:: WORK TO COMPLETE ::
From the first line to the last, restate the material word for word; pictures stay out.

:: SUPPLIED INFORMATION ::
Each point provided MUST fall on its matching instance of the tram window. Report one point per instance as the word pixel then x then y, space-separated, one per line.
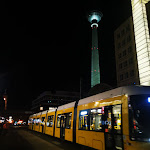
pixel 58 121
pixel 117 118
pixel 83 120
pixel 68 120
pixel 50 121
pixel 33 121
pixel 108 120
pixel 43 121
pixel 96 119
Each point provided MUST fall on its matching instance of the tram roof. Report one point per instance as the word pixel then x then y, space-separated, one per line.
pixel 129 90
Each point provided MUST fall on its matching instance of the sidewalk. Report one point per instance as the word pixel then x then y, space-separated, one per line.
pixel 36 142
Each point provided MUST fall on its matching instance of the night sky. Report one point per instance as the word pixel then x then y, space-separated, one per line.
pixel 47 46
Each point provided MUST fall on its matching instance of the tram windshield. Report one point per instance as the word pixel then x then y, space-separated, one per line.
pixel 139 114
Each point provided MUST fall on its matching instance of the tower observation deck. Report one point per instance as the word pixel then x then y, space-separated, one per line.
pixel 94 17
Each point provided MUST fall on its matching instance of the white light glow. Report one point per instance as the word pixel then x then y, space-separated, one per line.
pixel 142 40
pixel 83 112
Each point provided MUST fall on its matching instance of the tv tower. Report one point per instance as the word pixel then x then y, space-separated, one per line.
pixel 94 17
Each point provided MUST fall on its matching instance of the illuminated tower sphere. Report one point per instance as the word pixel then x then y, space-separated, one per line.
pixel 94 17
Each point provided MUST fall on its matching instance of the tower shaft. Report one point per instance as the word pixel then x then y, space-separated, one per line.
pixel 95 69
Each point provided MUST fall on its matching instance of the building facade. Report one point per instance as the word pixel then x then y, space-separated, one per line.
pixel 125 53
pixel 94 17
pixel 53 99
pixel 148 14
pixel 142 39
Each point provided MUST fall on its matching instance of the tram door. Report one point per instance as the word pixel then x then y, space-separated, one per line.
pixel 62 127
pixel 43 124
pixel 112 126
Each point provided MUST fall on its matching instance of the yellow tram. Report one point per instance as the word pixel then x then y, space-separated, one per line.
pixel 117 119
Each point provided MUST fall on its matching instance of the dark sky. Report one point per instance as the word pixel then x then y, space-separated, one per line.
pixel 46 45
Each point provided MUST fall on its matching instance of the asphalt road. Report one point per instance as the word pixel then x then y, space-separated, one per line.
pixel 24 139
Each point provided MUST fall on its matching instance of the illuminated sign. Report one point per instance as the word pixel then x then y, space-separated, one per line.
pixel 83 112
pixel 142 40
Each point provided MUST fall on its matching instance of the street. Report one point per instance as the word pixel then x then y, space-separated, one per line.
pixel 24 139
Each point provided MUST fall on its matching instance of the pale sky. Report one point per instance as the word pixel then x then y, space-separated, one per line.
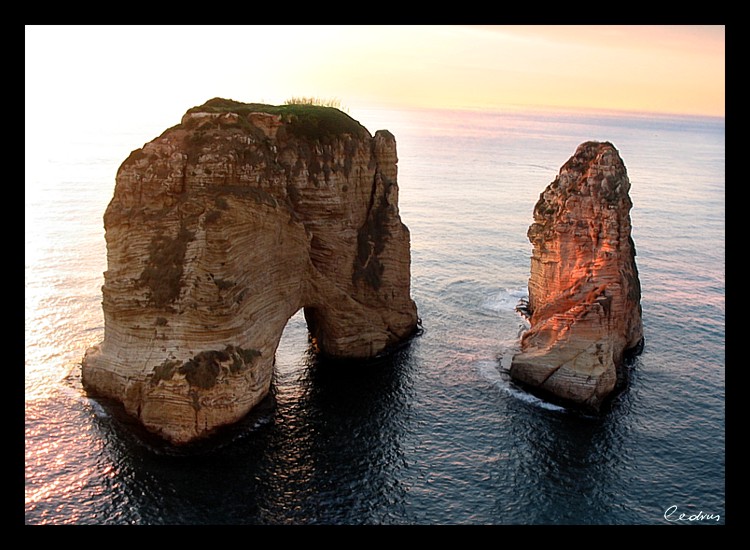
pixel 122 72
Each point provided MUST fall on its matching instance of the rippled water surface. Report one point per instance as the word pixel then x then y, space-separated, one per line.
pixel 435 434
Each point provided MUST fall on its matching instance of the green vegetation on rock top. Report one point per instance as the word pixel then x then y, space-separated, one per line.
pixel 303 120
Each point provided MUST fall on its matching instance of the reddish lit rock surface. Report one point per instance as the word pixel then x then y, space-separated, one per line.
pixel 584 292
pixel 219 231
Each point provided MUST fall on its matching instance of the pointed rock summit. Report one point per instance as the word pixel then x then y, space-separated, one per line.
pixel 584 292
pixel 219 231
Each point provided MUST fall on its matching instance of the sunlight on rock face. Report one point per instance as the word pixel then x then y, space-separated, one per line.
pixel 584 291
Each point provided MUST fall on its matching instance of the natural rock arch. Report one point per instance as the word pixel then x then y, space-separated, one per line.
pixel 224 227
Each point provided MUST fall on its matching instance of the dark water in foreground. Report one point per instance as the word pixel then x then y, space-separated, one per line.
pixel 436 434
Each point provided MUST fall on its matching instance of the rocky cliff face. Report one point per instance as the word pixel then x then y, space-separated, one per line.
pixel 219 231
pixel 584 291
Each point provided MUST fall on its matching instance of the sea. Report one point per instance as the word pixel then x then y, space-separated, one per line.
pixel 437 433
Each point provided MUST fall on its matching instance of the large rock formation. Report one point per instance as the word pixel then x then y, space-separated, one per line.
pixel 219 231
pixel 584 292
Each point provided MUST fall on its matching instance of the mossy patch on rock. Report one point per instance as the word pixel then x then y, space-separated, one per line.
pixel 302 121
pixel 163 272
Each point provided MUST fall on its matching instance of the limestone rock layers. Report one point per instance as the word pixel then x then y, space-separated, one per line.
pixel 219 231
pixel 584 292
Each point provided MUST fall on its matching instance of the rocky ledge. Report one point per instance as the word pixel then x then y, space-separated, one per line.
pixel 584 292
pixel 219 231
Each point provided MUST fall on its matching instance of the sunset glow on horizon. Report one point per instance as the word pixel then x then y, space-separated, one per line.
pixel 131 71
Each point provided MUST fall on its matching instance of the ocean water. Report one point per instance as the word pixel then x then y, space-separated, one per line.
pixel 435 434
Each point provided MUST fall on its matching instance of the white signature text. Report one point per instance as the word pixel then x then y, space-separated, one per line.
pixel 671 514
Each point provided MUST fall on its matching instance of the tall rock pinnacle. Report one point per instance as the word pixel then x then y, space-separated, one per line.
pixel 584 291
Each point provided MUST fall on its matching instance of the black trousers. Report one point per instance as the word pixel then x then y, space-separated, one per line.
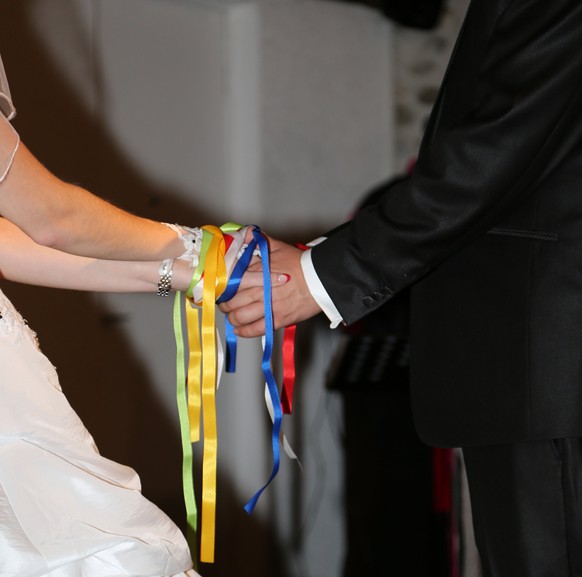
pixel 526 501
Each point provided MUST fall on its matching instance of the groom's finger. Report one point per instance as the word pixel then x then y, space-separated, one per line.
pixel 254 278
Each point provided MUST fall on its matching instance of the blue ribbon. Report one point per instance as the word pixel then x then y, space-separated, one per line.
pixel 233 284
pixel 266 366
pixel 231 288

:: TASK SOLUTION ::
Each point provided MUST fall on its matching instance of the tram window. Report one point per instance as the word pixel then x then y, space-separated, one per line.
pixel 58 121
pixel 117 118
pixel 83 120
pixel 68 120
pixel 50 121
pixel 33 121
pixel 108 120
pixel 43 121
pixel 96 119
Each point provided MUST fall on its matching instance of the tram roof. Report one point per instance as the word pixel then x then y, space-separated, one per line.
pixel 129 90
Each point provided MUST fall on its matching instance of the sidewalk. Report one point per instance as the word pixel then x then y, space-separated, one per line.
pixel 36 142
Each point provided MUST fall on its matching instance of the night sky. Report one point per instance as the word pixel then x then y, space-separated, one per line.
pixel 47 46
Each point provided MUST fall on its matching instance of the tram windshield. Report one point per instance as the word pixel then x then y, space-separated, one per line.
pixel 139 114
Each point provided MUST fall on its matching instance of the tower observation deck. Report one point per instance as the word pixel then x then y, space-separated, one per line.
pixel 94 17
Each point provided MUST fall on its matching instance of the white light glow. Report one point per instance as the word pixel then x then y, space-separated, one per line.
pixel 142 40
pixel 83 112
Each point provided MUST fall on its matching instance of the tv tower. Report one point per instance as the word pixel then x then y, space-separated, one per line.
pixel 94 17
Each point provided MUST fall on its matching instance of the illuminated tower sphere. Report one point per instance as the word pixel then x then y, space-separated, one per line.
pixel 94 17
Each point provided MUST fall on its matching instance of the tower shaft. Report one point per instance as the word pixel then x then y, space-separated, one per line.
pixel 95 69
Each point provided MUST fall on its matching instance of the building facade. Report one point per instance as the word pixel then x then y, space-separated, one per line.
pixel 125 53
pixel 94 17
pixel 53 99
pixel 148 14
pixel 142 39
Each point provided MUST fall on its matching instance of the tram door. Report one point per instance as the word pixel then x then y, space-separated, one per line.
pixel 62 127
pixel 43 124
pixel 112 126
Each point provided MUST fall on its matching instance of the yellow tram. Report one point per instance as the word pixel then x then y, space-separated, one per line.
pixel 117 119
Each point provided MUST fall on its matching instance of the dark sky. Report one point per instance as the word pixel then x then y, space-separated, one per line.
pixel 46 45
Each point provided MUST fall on its matching instance of the asphalt road. Report one point per instance as the word pixel then x then y, space-separated, one per line.
pixel 24 139
Each point provided MUST fall on its matching instance of the illuminated sign. Report one point per instance as the word pixel then x then y, space-separated, one per line.
pixel 83 112
pixel 142 40
Each point provided MUST fall on its matching instance of the street. Report one point per instance as the word pixel then x then y, space-separated, one per line.
pixel 24 139
Each point provided MUST fall on its matching instance of the pale sky. Report one point per instance as the word pixel then x then y, space-separated, one per line.
pixel 122 72
Each point provided MUST fall on its matching instance of the rippled water surface. Report one point per instance as the word pixel then x then y, space-separated, one per line.
pixel 435 434
Each point provided MUST fall on its matching instance of the green vegetation on rock top. Report one point per instance as the word pixel then x then y, space-separated, one per line.
pixel 303 120
Each point provided MUST fall on its matching instance of the reddish lit rock surface. Report one point per instance as the word pixel then x then y, space-separated, one per line.
pixel 584 292
pixel 219 231
Each point provided MUST fall on its matching instance of the pointed rock summit. Report one point per instance as the word pixel then x then y, space-separated, one per line.
pixel 584 292
pixel 219 231
Each point provided MUST fall on its matching instance of the sunlight on rock face. Report one point per instance as the word pixel then x then y, space-separated, one per line.
pixel 584 291
Each point provided MUST fall on its matching instance of the natural rock arch. Report one point per instance as the word pixel then x then y, space-separated, one per line.
pixel 224 227
Each point provided MUST fall on its matching instance of the dark water in foreground. Report one point per instance as the word pixel then x then y, space-separated, one per line.
pixel 436 434
Each point provided MUST fall on its matching instance of the rocky cliff face. Report one point per instance as the word pixel then x then y, space-separated, one per line.
pixel 219 231
pixel 584 291
Each point provided MUST fall on its matching instance of the sea. Report one point per instance as the word pixel then x then y, space-separated, one per line.
pixel 437 433
Each point provided MUST fall on its matching instance of the large rock formation. Report one point per instance as the word pixel then x then y, space-separated, one per line.
pixel 219 231
pixel 584 292
Each point provided MUST fall on its matching instance of the mossy patch on rock. Report one point per instance as the word pixel then x then y, space-separated, one per line.
pixel 302 121
pixel 163 272
Each point provided MUST fall on its matching instance of the limestone rock layers. Report one point per instance as the word pixel then x then y, space-separated, one per line.
pixel 219 231
pixel 584 292
Each point provided MUST fall on its matching instance of the rocky ledge. Report one point per instance as the word pixel then x then y, space-separated, one per line.
pixel 584 292
pixel 219 231
Each point provided MUST fall on its matching instance of the sunset glow on horizon. Report one point per instance as the word pixel then x then y, space-separated, one per line.
pixel 131 71
Each point provided MUST fall on its matching instance of the ocean water. Report one point per instance as the word pixel then x then y, space-separated, one per line.
pixel 435 434
Each point provided MUST fall on its matching instance of the white signature text. Report one point per instance as the word pixel then x then y, space-separated, one per line.
pixel 671 514
Each point provided MUST fall on its matching instance of the tall rock pinnacle. Report one point per instance as the word pixel then x then y, space-separated, one per line.
pixel 584 291
Each point provided MUST fall on its matching instance of the black trousers. Report one point per instance as the word pixel then x then y, space-separated, one per line.
pixel 526 501
Each point provided MUST fall on its matching instance of the groom's finger. Report one point per instance as the word pixel then x then y, space-separated, one per line.
pixel 254 278
Each point provided MUST fall on its matching instance of the blue ribbon. Report one point per instance as the word pixel then x then y, space-separated, one per line.
pixel 233 284
pixel 266 366
pixel 231 288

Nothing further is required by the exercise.